The Transcendent Brain
Spirituality in the Age of Science
Both a theoretical physicist and a novelist, Alan Lightman bridges the gap between the worlds of art, the humanities, and science, and is an internationally recognized thinker on the meaning of science for understanding ourselves. He speaks elegantly about creative and scientific processes; the role of intuition and imagination; the work of Einstein; the meeting of science and faith; and the wonder and fragility of human nature—what it means to be alive.
After serving on the faculty of Harvard for a dozen years, Alan Lightman moved to MIT, where he became the first person to receive a dual faculty appointment in the sciences and the humanities. His short story, “The Second Law of Thermodynamics,” was the first fiction published by the physics journal Physics Today, and his essay “In the Name of Love” was the first essay on that subject in the prestigious international science journal Nature. Lightman’s most recent project is a three-part public TV miniseries based on his writings, titled SEARCHING: Our Quest for Meaning in the Age of Science. As the on-camera host, he explores questions of consciousness, humanity, and nature.
Elsewhere, his essays on science and the human condition have been published in The Atlantic, Harper’s, The New Yorker, Tin House, The New York Times, and many other places. Lightman’s collection of essays, The Accidental Universe, was selected by BrainPickings as one of the ten best books of the year, and the title essay of that book was chosen by The New York Times as one of the best essays of the year in any category. “Lightman’s illuminating language and crisp imagery aim to ignite a sense of wonder in any reader who’s ever pondered the universe, our world, and the nature of human consciousness.” (Publisher’s Weekly on Lightman’s Searching for Stars on an Island in Maine.)
Dozens of independent theatrical and musical productions worldwide have been adapted from Lightman’s novel Einstein’s Dreams. An international bestseller, this book is one of the most widely used texts in universities today and has been translated into 30 languages. Lightman’s novel The Diagnosis, about the American obsession with information, speed, and money, was a finalist for the National Book Award in fiction. His novel Mr g, the story of Creation as narrated by God, blends science and religion and has been the subject of various print and radio commentaries. He is also the author of Searching for Stars on an Island in Maine and In Praise of Wasting Time. His book Probable Impossibilities is a collection of meditative essays on the possibilities—and impossibilities—of nothingness and infinity, and how our place in the cosmos falls somewhere in between. Kirkus called it “roaming, eye-opening, insightful, and literate collection of science writing . . . Complex science made accessible.” Lightman has also often been a guest on NPR and other radio programs, and was the inaugural recipient of Harvard’s Humanist Hub for “Humananism in Literature” award.

....

Activity: In the profile of Alan Lightman, which physics journal published his short story "The Second Law of Thermodynamics" as its first fiction?

Dataset:
....

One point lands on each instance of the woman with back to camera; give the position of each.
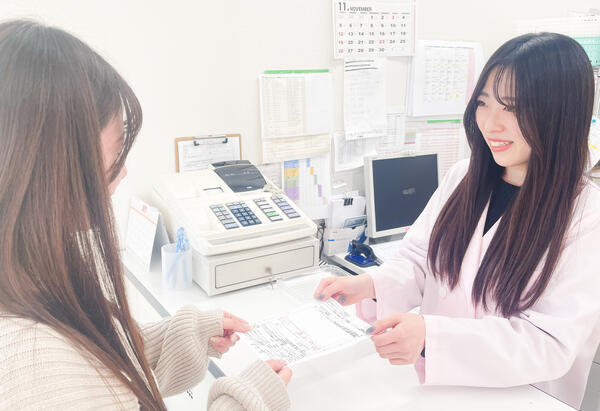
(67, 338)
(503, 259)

....

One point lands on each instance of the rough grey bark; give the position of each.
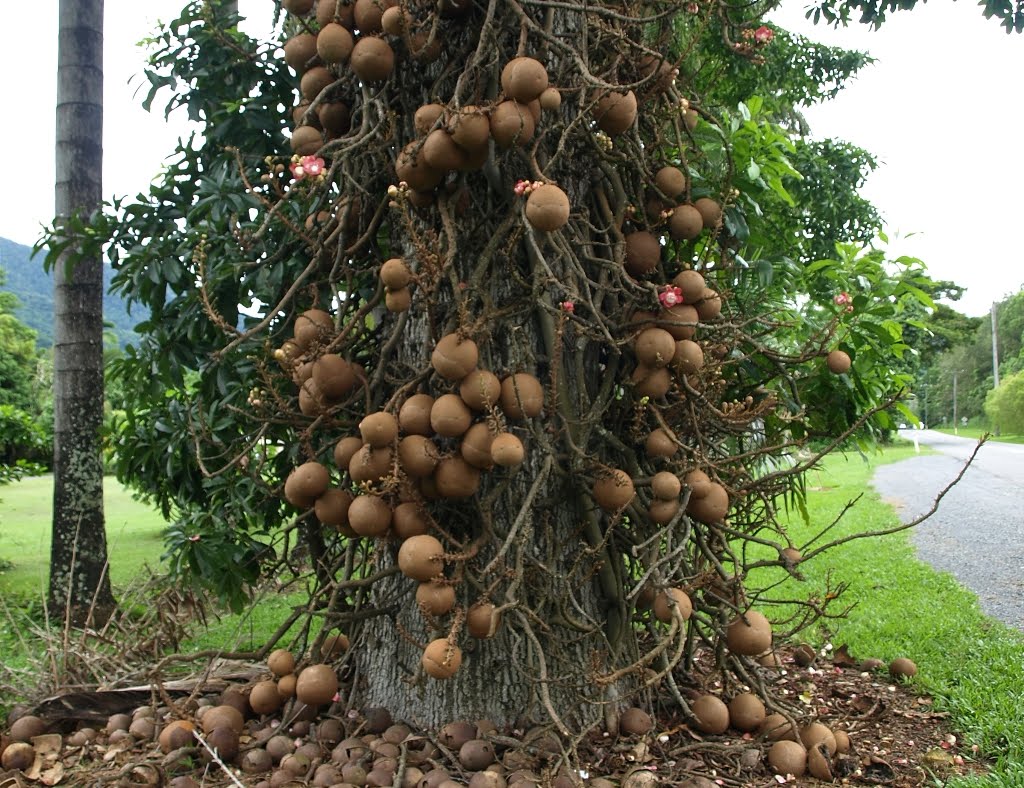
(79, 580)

....

Exercise solution: Physics Today